Consigne 1 → Citez mot pour mot le passage du texte sur les féministes pakistanaises qui va de « Fil d'Ariane » à « coûter la vie. ».
Consigne 2 →
Répondez brièvement d'après le texte sur les féministes pakistanaises :
(a) Que conduit Zenith Irfan ?
(b) Quelle agence a fourni la série d'informations de juin 2016 ?
(c) Quel âge avait Muqaddas Bibi ?

Texte affiché →
Fil d'Ariane
Menacées, les féministes pakistanaises, les citoyennnes qui veulent vivre librement, inventent donc des méthodes plus provocatrices, défiant tous interdits dits et non-dits, pour s'imposer dans l'espace public : pour l'une, Zenith Irfan, 21 ans, ce sera conduire une moto ; pour d'autres se faire auto-entrepreneuses à la tête d'un triporteur rose réservé aux femmes, comme Saniya Rajan ; pour les plus courageuses, c'est de, tout simplement, s'installer à la terrasse d'un café.
Un acte, en apparence minuscule qui pourrait leur coûter la vie.
Je préférerais vivre dans une société où les femmes peuvent agir librement
Zenith Irfan, motarde
Ces actions, petites en apparence, d'un courage au quotidien, qui posent les cailloux d'un futur plus prometteur, prennent toute leur ampleur face à la violence continuelle qui s'exerce contre les femmes (et exceptionnellement contre les hommes), comme le révèle cette litanie d'informations fournies par l'Agence France Presse en quelques jours de ce mois de juin 2016.
● 17 juin 2016, Lahore : Une jeune femme enceinte de son deuxième enfant a été égorgée par des proches pour s'être mariée sans leur consentement, dans l'est du Pakistan. Muqaddas Bibi, 22 ans, avait épousé Taufiq Ahmed il y a trois ans en dépit de l'opposition de sa famille, qui considérait qu'un mariage d'amour - par opposition à un mariage arrangé - était une source de honte. Selon le chef du commissariat local, lorsque la jeune femme est arrivée chez elle, son père, son frère et sa mère lui ont tranché la gorge avec un couteau, la tuant sur le coup. Muqaddas Bibi avait une fillette de 10 mois, et elle était enceinte de sept mois lorsqu'elle a été tuée.

Lignes de données →
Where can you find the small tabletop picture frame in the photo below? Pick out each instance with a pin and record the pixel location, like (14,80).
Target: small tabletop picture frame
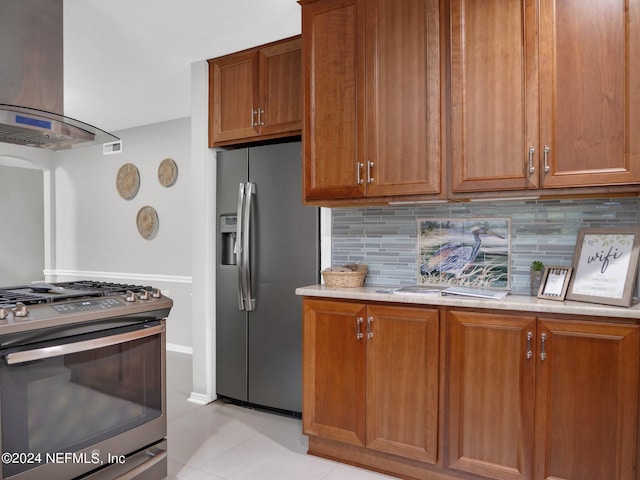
(555,282)
(605,263)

Solution 1 →
Fil d'Ariane
Menacées, les féministes pakistanaises, les citoyennnes qui veulent vivre librement, inventent donc des méthodes plus provocatrices, défiant tous interdits dits et non-dits, pour s'imposer dans l'espace public : pour l'une, Zenith Irfan, 21 ans, ce sera conduire une moto ; pour d'autres se faire auto-entrepreneuses à la tête d'un triporteur rose réservé aux femmes, comme Saniya Rajan ; pour les plus courageuses, c'est de, tout simplement, s'installer à la terrasse d'un café.
Un acte, en apparence minuscule qui pourrait leur coûter la vie.

Solution 2 →
(a) Une moto.
(b) L'Agence France Presse.
(c) 22 ans.